(Work task): Return each line of the data that follows exactly as it reads.

(Data provided):
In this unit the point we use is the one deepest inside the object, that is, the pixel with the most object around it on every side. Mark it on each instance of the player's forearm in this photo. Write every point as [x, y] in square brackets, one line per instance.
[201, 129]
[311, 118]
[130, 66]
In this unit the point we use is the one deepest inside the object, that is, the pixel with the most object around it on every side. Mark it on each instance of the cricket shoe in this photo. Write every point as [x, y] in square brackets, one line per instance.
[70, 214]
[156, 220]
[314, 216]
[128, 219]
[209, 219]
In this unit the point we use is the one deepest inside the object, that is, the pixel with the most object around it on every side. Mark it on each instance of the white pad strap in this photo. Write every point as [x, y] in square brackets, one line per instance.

(Solution below):
In this unit the point we use is the one deepest inside the object, that is, the pixel with the most object around it on every side. Mark it on each instance of the player's forearm in this photo. Write every point as [x, y] in square brackets, one line per instance.
[201, 129]
[311, 118]
[130, 66]
In this unit the point we use is the one deepest inside the object, that is, the pixel with the most object around it on every side. Mark it on each instance of the cricket shoe in this photo. Write every point as [x, y] in square brackets, one line per instance.
[70, 214]
[156, 220]
[314, 216]
[128, 219]
[209, 219]
In this unit the point we use is the one deepest inside the object, that is, the pixel with the most object around it on every side. Mark it on each instance of the white pad strap in this photo. Write every point as [x, y] in square brackets, one line per instance.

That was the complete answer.